Carry on the piece about expanding methadone prescribing beyond specialized clinics, picking up right after its last sentence.

Document passage:
_ _ _ _ _

Article co-author Jeffrey H. Samet, MD, MPH, tells Addiction Professional that current U.S. rules that restrict methadone treatment to highly regulated clinic settings are “an anachronism, built out of a time of fear” over diversion and accidental overdose.
Samet, a professor at Boston University's schools of medicine and public health, says he and his co-authors, who also include Monica Bharel, MD, MPH, of the Massachusetts Department of Public Health, don't claim to have all the answers on how best to administer a system of expanded access to methadone. But they consider the lack of a move in this direction to this point a “missed opportunity,” he says.
Not replacing clinics
These authors' perspective, Samet says, is not one of calling for a replacement of methadone clinics. “The highly structured setting is very helpful to certain patients,” he says. However, the opioid treatment program (OTP) poses a barrier for others, the authors say.
“The ability to obtain a prescription for methadone in the course of routine primary care is especially valuable for people living in nonurban areas, in which the infrastructure required for a methadone clinic may be too expensive and disproportionate to the level of need,” they wrote. “Regardless of cost, establishing a new methadone clinic can be challenging in any setting, given the common 'not in my backyard' sentiment, which pits perceived local concerns against public health benefits.”
The authors also acknowledge that Congress acting to change the law would not alone transform practice. More physician training on treating opioid use disorders would be needed, and incentives for prescribing might need to be implemented, they believe.

_ _ _ _ _

Data below:
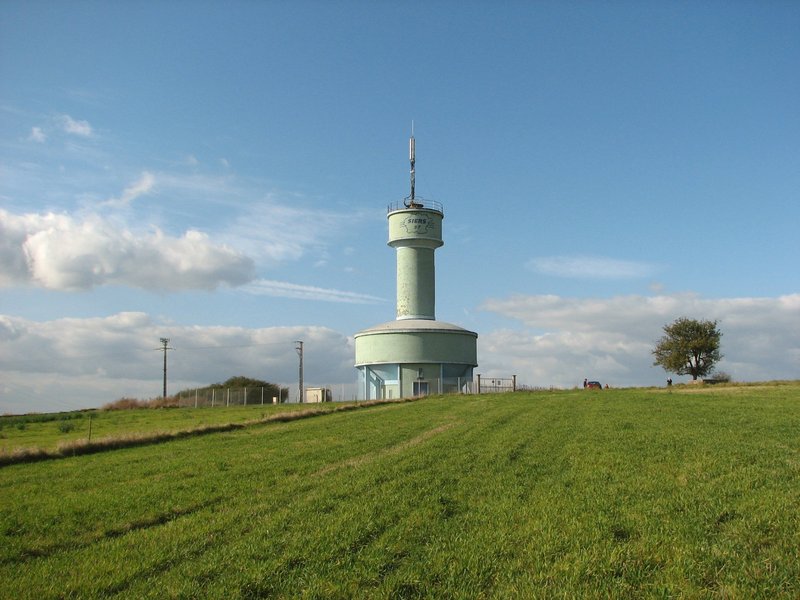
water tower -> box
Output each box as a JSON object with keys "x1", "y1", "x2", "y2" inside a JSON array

_ _ _ _ _

Written response:
Getting Congress to act at all could be a tall order, given that this issue has not been aired in the recent past in Washington—and given the potential opposition to office-based practice from the present methadone treatment community. Samet says he remains optimistic that the issue could be heard, however.
The authors believe that overseas evidence backs their point of view. The journal article states that three primary care practitioner-based studies that were included in a larger 2017 meta-analysis found overall benefits from methadone treatment in reducing all-cause mortality.
The authors added, “In the United States, methadone has been prescribed in primary care settings under rare circumstances in which extensive efforts were made to meet all pertinent regulations. Our experience in Boston over a 10-year period with a very limited number of patients who were transitioned into a primary care-based methadone program after being stable on treatment at a methadone clinic was excellent.”
Samet suggests that pharmacies also could play a role in an expanded treatment system. As he has observed in Australia, pharmacies could deliver methadone on a daily basis for individuals who need a higher level of support early on in treatment, with the prescribing physician remaining available when needed.